**Quoted text:**

########

Italian knives can increase your classiness by an increment of a bajillion. When you think of Italian knives, stilettos are probably the knives that come to mind. There are actually quite a few other styles of Italian knives, though, and I think it’s time to get acquainted with them!
Understanding Italian Style Knives
I’ve done quite a bit of reading up on Italian-style knives, and I learned a few things. First off, have you heard the term “switchblade” before? A lot of times the term is used incorrectly. If you have a friend who doesn’t know much about knives, they may have seen you pull out your manual folding knife before (or even a spring assisted knife) and said, “Dude! Don’t you know that switchblades are illegal?!”
A switchblade is actually a generic name for an automatic knife. Most Italian knives (especially stilettos) are switchblades, but not all switchblades are Italian knives. (Does this remind you of those IQ tests they give you in school?)
There’s still a ton you need to learn, so read on!

########

**Data excerpts:**
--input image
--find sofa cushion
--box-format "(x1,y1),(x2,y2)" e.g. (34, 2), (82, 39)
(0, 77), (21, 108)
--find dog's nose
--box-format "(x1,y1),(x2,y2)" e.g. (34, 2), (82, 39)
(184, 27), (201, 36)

########

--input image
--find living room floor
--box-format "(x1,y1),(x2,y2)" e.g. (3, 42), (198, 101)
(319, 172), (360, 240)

########

**The problem:** Write out the Italian knives text from "Italian knives can" down to "acquainted with them!", with "elegance" in place of "classiness".

**Output for this task:**
Italian knives can increase your elegance by an increment of a bajillion. When you think of Italian knives, stilettos are probably the knives that come to mind. There are actually quite a few other styles of Italian knives, though, and I think it’s time to get acquainted with them!